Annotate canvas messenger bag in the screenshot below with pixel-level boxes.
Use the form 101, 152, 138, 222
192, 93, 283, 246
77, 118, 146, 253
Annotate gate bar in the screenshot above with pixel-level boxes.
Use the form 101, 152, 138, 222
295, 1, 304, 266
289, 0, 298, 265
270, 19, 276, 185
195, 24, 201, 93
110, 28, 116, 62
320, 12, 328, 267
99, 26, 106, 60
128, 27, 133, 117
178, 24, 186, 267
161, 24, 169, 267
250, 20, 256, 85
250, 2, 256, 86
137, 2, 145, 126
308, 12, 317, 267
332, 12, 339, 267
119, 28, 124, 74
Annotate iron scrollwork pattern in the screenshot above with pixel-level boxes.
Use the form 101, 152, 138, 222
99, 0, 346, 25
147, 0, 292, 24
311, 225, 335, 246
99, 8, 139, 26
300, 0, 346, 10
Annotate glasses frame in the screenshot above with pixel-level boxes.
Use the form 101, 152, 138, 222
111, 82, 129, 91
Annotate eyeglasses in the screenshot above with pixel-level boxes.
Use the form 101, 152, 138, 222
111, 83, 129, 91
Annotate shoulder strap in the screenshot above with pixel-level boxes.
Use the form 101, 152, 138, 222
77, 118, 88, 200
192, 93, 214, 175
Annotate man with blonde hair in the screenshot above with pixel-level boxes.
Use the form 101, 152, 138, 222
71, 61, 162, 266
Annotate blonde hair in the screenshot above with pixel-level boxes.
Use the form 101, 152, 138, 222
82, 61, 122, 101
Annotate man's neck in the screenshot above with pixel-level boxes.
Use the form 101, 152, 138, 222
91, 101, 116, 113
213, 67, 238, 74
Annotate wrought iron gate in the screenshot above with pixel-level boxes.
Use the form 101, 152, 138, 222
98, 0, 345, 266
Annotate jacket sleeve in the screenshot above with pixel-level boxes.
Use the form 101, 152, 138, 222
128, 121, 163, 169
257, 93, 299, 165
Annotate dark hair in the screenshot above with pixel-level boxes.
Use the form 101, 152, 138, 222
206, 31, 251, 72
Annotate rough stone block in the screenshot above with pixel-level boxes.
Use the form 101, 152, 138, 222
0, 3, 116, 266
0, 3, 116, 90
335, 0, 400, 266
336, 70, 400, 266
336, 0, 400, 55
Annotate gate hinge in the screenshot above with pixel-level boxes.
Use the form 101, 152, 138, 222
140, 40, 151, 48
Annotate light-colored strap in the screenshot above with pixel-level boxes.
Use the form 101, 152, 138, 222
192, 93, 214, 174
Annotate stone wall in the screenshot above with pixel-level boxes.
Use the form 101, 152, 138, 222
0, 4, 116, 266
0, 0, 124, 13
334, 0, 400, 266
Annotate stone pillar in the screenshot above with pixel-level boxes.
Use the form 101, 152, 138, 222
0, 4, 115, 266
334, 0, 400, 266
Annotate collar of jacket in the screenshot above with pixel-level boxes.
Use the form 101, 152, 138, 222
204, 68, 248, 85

§ **What needs to be done**: Please show the lines of the material that contain the string "strap".

§ **Answer space**:
Annotate shoulder strap in the screenshot above with pixel-level boxes.
Annotate light-colored strap in the screenshot above with pixel-level boxes.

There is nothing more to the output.